- [Text to read]:

↓

Purposely Repurposed: Duke's Link
This is a special guest contribution to :: repurposed :: by Shawn Miller, Academic Technology Consultant at Duke University's Center for Instructional Technology.
Sometimes it seems like everything I do is meta. As an Academic Technology Consultant for Duke University, I often find myself conducting research on researchers, learning about learning technologies and/or teaching teachers. My center (CIT) is also part of Duke Libraries, which means that I've been privy to the world of research librarians, without of course actually being a librarian. This also means that I can't resist reflecting on the library and its very fragile place within the academy.
People tend to think of the library as an archive (which it is) or a print media repository (which it also is). More recently, many libraries have adopted (and implemented) what's generally described as a "digital commons." The concept being - replace (some of) the books, but provide conduits to the same information. Where a row of books used to represent accumulated knowledge, we can now assume a computer terminal/kiosk does the same thing. However, once we reach the point where students no longer need to access desktop computers (as mobile devices and laptops reach near ubiquity) - what do we do with the space? Certainly the idea of students not needing to print is hard to imagine - but with e-ink and other technologies becoming more mature and affordable, it's only a matter of time.
Many of us now think of the library as a gathering place - a 'shared' space for accessing information, be it via computer terminal or conversation. But what about the library as a teaching space? The last few semesters, I've worked directly with faculty, staff and administrators to help open an experimental teaching and learning space built within Duke's Perkins Library. This space, called the Link, is a teaching space, first and foremost, created in some part as a means to test new pedagogies and technologies - in other words, the library also now has a direct role as an incubator for new ideas.

↑

- [Data excerpt]:
↓

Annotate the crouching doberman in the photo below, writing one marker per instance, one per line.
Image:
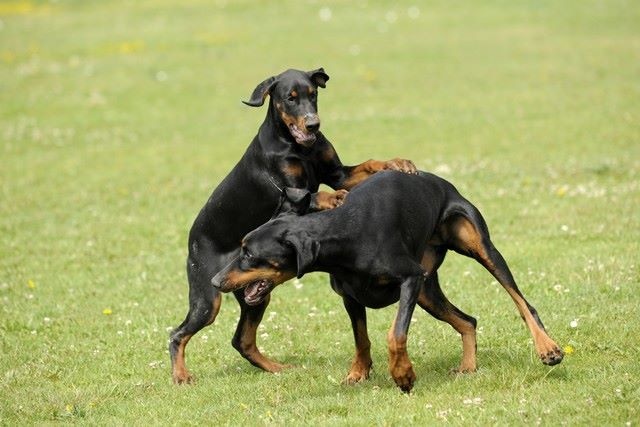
(383, 245)
(288, 151)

↑

- [The exercise]: Write out word for word the passage of the Duke's Link article above that opens with the words containing "People tend to" and closes with "matter of time.".

- [Exercise solution]:
People tend to think of the library as an archive (which it is) or a print media repository (which it also is). More recently, many libraries have adopted (and implemented) what's generally described as a "digital commons." The concept being - replace (some of) the books, but provide conduits to the same information. Where a row of books used to represent accumulated knowledge, we can now assume a computer terminal/kiosk does the same thing. However, once we reach the point where students no longer need to access desktop computers (as mobile devices and laptops reach near ubiquity) - what do we do with the space? Certainly the idea of students not needing to print is hard to imagine - but with e-ink and other technologies becoming more mature and affordable, it's only a matter of time.